Evaluation of post-anesthesia care in post-anesthesia care unit: A cross-sectional study at Vihiga county referral hospital, Kenya
Objectives: Many mishaps in post-anesthesia care units have been attributed to inadequate patient monitoring and inadequate staff. Kenya National Anesthesia Guidelines facilitate specialized patients’ care during this critical period. Data on compliance with these guidelines is lacking in Kenya. The purpose of this study was to evaluate the design, equipment, staffing and discharge criteria at Vihiga County Hospital post-anesthesia care unit.
Design: A cross-sectional study design was used. The methods of data collection used were observation of the post-anesthesia care unit and interviewing of recovery nurses. A standard checklist derived from the Kenya National Anesthesia Guidelines was used for data collection. Microsoft Excel was used for data analysis. The results were presented in bar graphs and pie charts.

- [Material shown]

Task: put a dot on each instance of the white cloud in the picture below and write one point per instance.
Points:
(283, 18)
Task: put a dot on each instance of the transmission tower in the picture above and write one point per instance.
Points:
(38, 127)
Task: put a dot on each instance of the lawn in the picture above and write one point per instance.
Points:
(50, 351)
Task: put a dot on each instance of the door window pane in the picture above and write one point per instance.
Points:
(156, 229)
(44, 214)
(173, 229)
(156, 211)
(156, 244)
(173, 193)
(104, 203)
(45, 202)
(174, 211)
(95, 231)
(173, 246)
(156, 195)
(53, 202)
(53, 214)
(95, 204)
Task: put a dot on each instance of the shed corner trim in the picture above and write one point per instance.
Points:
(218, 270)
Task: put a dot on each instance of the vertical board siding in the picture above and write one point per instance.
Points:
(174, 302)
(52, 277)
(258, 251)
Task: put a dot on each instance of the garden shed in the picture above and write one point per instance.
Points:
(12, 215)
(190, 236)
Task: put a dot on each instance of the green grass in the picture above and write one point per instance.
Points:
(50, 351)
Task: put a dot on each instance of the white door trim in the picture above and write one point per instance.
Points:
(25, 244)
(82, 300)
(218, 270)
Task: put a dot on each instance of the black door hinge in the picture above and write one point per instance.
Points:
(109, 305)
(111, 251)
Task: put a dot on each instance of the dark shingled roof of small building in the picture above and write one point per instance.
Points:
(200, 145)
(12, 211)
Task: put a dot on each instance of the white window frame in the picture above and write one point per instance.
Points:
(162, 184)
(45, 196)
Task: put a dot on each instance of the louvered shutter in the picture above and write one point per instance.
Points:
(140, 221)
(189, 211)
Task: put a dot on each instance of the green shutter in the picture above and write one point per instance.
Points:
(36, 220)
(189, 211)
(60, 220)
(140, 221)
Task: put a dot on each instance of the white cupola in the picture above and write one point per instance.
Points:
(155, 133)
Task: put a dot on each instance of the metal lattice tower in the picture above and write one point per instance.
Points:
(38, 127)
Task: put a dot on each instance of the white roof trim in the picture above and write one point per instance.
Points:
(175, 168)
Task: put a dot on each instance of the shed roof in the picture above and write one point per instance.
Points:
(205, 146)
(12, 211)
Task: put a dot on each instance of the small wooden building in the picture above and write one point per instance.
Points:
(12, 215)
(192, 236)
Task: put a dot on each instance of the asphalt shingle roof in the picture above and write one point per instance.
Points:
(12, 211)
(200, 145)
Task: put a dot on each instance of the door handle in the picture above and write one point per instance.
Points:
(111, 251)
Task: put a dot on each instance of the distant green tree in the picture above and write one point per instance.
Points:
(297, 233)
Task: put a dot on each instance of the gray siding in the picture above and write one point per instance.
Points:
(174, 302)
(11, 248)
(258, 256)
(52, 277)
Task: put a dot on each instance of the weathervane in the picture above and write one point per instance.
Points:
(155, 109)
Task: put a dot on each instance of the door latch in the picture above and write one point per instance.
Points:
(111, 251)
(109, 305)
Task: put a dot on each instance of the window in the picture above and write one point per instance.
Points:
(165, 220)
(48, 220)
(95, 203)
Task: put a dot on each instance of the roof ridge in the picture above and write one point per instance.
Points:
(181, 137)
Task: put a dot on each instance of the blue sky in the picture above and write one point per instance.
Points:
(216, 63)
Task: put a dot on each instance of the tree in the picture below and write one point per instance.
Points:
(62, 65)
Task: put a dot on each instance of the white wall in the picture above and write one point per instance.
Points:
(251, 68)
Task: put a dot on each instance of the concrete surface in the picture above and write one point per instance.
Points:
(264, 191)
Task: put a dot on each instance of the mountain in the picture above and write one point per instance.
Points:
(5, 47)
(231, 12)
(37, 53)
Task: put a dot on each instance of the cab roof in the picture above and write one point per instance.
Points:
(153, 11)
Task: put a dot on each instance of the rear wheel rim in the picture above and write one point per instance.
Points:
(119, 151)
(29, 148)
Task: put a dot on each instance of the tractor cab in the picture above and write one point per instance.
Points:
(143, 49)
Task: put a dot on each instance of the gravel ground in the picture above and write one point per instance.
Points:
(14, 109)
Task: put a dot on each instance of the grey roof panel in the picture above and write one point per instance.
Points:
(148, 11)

* * *

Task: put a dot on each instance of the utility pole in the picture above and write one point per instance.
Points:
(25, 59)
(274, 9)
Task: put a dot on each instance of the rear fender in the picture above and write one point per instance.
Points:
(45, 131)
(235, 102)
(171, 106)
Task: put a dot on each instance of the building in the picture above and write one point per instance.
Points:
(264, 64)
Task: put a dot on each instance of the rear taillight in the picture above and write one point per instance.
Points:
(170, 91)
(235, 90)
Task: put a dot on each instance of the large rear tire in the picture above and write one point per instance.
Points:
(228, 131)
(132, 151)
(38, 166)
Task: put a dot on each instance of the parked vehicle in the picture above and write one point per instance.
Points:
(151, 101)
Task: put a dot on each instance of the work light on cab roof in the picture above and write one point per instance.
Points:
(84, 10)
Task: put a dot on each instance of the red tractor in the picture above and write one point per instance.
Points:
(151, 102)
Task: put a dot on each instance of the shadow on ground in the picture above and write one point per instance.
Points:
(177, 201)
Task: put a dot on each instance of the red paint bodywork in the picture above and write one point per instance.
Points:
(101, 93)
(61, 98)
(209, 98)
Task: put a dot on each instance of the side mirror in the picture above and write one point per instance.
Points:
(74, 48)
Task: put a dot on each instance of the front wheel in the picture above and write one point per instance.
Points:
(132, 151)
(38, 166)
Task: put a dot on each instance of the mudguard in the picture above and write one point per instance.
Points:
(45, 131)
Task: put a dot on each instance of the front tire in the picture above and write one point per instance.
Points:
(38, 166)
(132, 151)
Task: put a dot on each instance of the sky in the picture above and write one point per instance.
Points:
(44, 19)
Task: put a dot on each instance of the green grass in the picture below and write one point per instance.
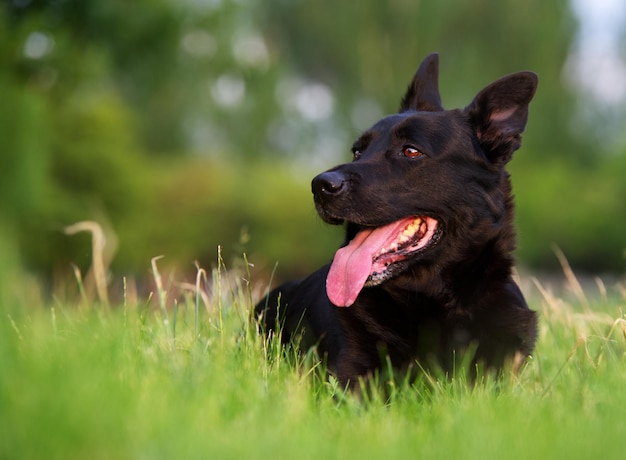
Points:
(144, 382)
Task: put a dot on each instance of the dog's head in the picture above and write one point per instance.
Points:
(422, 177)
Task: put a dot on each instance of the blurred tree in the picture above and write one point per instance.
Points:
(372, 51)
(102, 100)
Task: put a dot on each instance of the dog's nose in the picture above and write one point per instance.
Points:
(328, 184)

---

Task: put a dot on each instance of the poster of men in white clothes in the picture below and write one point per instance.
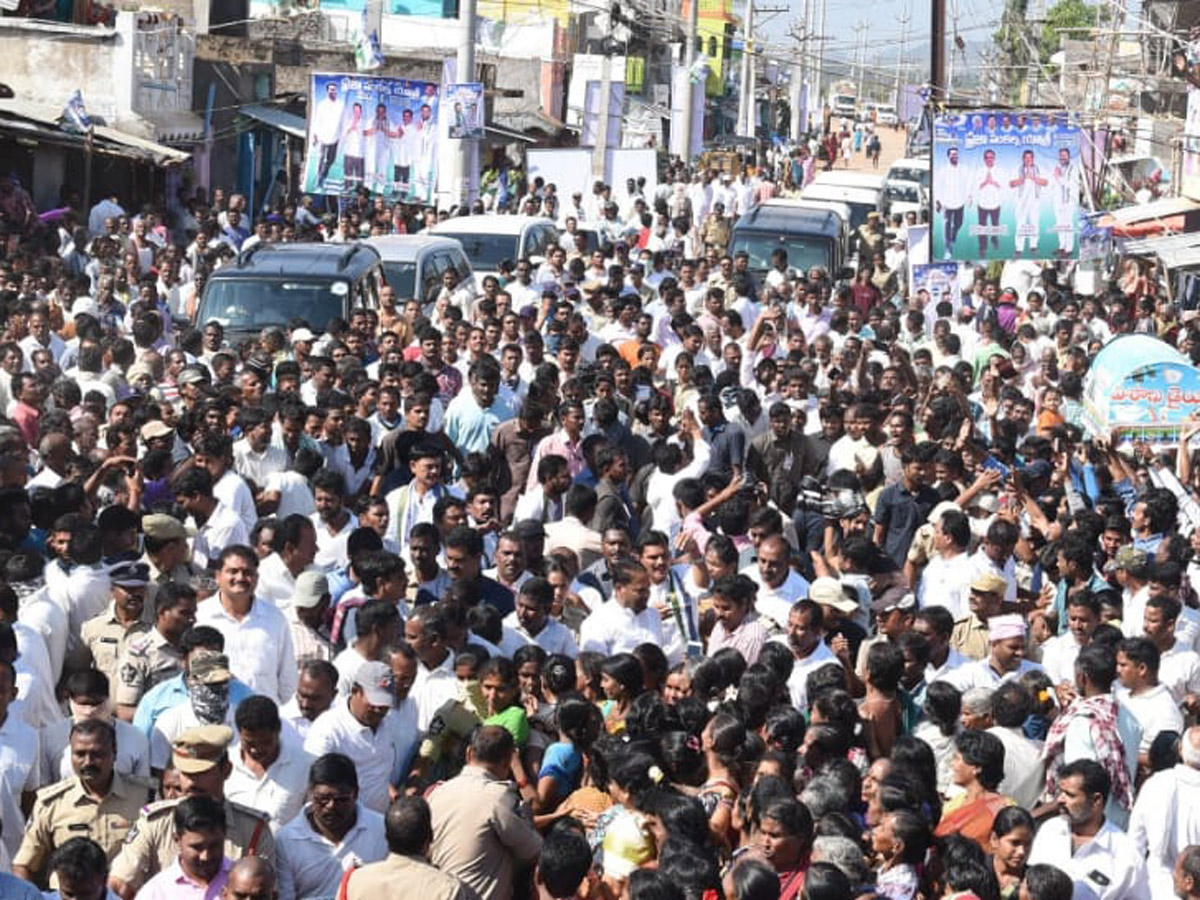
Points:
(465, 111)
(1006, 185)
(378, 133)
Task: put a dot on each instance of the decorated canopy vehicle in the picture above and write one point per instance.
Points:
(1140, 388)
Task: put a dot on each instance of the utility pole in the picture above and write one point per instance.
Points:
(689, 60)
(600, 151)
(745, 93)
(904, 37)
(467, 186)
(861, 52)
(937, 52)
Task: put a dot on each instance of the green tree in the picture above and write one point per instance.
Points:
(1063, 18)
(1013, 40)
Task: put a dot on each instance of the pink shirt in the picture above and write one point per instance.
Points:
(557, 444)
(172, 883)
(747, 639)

- [Exercise details] Name every aspect of the Vihiga County Hospital post-anesthesia care unit that the post-anesthesia care abstract says the study set out to evaluate. Rely on the post-anesthesia care abstract alone, not on the data.

- [Result of the task] Design, equipment, staffing and discharge criteria.